**Trecho da página:**
Outro dia, conversei com um
deputado do PP que assistiu ao mercado da reeleição e me disse o
seguinte: “O pessoal votava a favor e na saída do plenário já tinha
gente esperando para acertar o pagamento junto a doleiros. Não tinha
erro. ”
FHC falou em tom crítico sobre
adversários políticos que se tornaram prisioneiros, enfrentando medidas
duras e espetaculares de Joaquim Barbosa criticadas até por outros
ministros do STF. A verdade é que muitos prisioneiros da ação penal 470
foram mais próximos de seu governo do que se costuma admitir.
Marcos Valério começou a se
aproximar das verbas do Visanet a partir dos diretores que o PSDB
instalou no Banco do Brasil durante o governo de Fernando Henrique.
Foram eles, no segundo mandato de FHC, que assinaram os primeiros
contratos com a agência DNA, que seriam apenas renovados depois da posse
de Lula.
O diretor responsável pelos
pagamentos à DNA – aqueles que Joaquim Barbosa diz que foram desviados
para subornar políticos – era um homem de confiança do governo Fernando
Henrique, um diretor chamado Leo Batista.
Ele tinha esse papel no governo
FHC. Seguiu na função depois de 2003. Se alguém foi tão decisivo para o
esquema que desviou R$ 73 na versão da acusação, seu nome não é Henrique
Pizzolato, hoje foragido na Itália, mas Leo Batista. Estava acima de
Pizzolato e tinha a prerrogativa de assinar os cheques.

**O que fazer:**
Liste, na ordem em que aparecem no trecho da página, todas as pessoas citadas pelo nome. Conte uma só vez quem surge com mais de uma forma de nome.

**Material extraído:**
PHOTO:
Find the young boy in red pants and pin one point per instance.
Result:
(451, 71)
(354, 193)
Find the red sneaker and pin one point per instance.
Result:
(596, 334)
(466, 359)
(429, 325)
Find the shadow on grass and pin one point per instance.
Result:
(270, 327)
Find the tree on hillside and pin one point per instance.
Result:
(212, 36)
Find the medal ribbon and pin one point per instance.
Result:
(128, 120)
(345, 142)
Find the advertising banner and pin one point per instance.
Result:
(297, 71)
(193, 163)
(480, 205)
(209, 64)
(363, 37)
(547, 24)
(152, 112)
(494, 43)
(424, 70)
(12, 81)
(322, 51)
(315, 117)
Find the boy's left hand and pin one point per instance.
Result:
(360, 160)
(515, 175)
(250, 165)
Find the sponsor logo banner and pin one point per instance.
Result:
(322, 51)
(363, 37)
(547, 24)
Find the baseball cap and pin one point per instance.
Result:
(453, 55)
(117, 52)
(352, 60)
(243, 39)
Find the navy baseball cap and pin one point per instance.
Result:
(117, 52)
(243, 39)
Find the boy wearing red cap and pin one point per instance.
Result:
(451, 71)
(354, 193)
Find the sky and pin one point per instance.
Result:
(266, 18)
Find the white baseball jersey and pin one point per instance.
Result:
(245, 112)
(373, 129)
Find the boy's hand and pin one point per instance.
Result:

**Resolução:**
1. Fernando Henrique (FHC)
2. Joaquim Barbosa
3. Marcos Valério
4. Lula
5. Leo Batista
6. Henrique Pizzolato